EXERCISE DIRECTIONS:
Copy each of the following items verbatim, reproducing every line in its original order.

SOURCE DATA:
☆ ☆ ☆ ☆
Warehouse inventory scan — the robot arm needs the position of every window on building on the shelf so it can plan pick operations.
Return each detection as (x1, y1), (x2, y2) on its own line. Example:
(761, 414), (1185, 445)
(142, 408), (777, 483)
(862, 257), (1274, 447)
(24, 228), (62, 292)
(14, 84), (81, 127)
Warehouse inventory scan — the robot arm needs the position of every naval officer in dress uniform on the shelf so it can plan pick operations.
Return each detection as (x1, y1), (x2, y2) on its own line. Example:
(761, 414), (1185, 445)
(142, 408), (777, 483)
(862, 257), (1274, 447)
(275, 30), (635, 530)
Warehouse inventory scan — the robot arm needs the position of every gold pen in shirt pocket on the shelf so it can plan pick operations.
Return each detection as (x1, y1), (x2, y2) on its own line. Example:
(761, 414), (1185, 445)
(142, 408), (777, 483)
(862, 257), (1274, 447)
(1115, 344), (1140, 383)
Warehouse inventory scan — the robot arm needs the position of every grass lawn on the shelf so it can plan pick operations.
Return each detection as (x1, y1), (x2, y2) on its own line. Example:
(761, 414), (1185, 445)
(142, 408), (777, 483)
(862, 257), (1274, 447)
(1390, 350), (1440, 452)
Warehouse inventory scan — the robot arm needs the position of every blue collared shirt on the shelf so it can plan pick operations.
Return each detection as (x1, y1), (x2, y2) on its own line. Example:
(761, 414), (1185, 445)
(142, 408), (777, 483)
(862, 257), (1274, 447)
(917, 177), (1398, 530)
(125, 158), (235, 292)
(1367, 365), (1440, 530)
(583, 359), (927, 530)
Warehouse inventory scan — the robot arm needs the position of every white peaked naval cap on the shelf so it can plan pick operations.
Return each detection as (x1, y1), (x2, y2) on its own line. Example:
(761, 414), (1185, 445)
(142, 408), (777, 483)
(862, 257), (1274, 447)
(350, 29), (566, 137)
☆ ☆ ☆ ☆
THE RESPONSE:
Warehouse inventory scan — the robot arm needs the position of every window on building on the shelf so it can plan pick operations.
Return each detection as (x1, y1), (x2, y2) on its own line. Example:
(761, 414), (1185, 445)
(142, 408), (777, 483)
(862, 257), (1274, 447)
(24, 228), (62, 292)
(14, 84), (81, 127)
Warehouse inventory scan — the robot arm needs the position of every naval officer in dress uniform on the shelf so it can plan pick operations.
Return each detection as (x1, y1), (x2, y2) on its own line. Example:
(761, 414), (1185, 445)
(142, 408), (777, 483)
(862, 257), (1274, 447)
(275, 30), (635, 530)
Warehouse inventory scan — the robot arm needs the position of every gold pen in shirt pocket on the shelf so it can plan pick operations.
Return each detection as (x1, y1), (x2, y2) on its own line. Example:
(761, 414), (1185, 445)
(142, 408), (777, 483)
(862, 257), (1274, 447)
(1115, 344), (1140, 383)
Warehouse inventory scan — the robot arm needs the position of every grass lawn on the shelf so it can plan pick operations.
Return each detection as (x1, y1), (x2, y2) on its own line. Example:
(761, 414), (1185, 445)
(142, 408), (777, 483)
(862, 257), (1274, 447)
(1390, 350), (1440, 452)
Warehouse inventory scan — the robot arm needs the position of every blue collared shirt on the shelf so it can plan pick operations.
Return each detection as (x1, y1), (x2, y2) on its own line. Example:
(761, 414), (1185, 445)
(142, 408), (777, 483)
(862, 257), (1274, 447)
(917, 177), (1398, 530)
(125, 158), (235, 292)
(1367, 365), (1440, 530)
(583, 359), (927, 530)
Warehouse inventory scan — the robot arm needs the position of every white peaked naval cap on the shelf so it can plan pick operations.
Return each detection as (x1, y1), (x2, y2) on its own line. Example:
(761, 414), (1185, 445)
(142, 408), (777, 483)
(862, 257), (1274, 447)
(350, 29), (566, 137)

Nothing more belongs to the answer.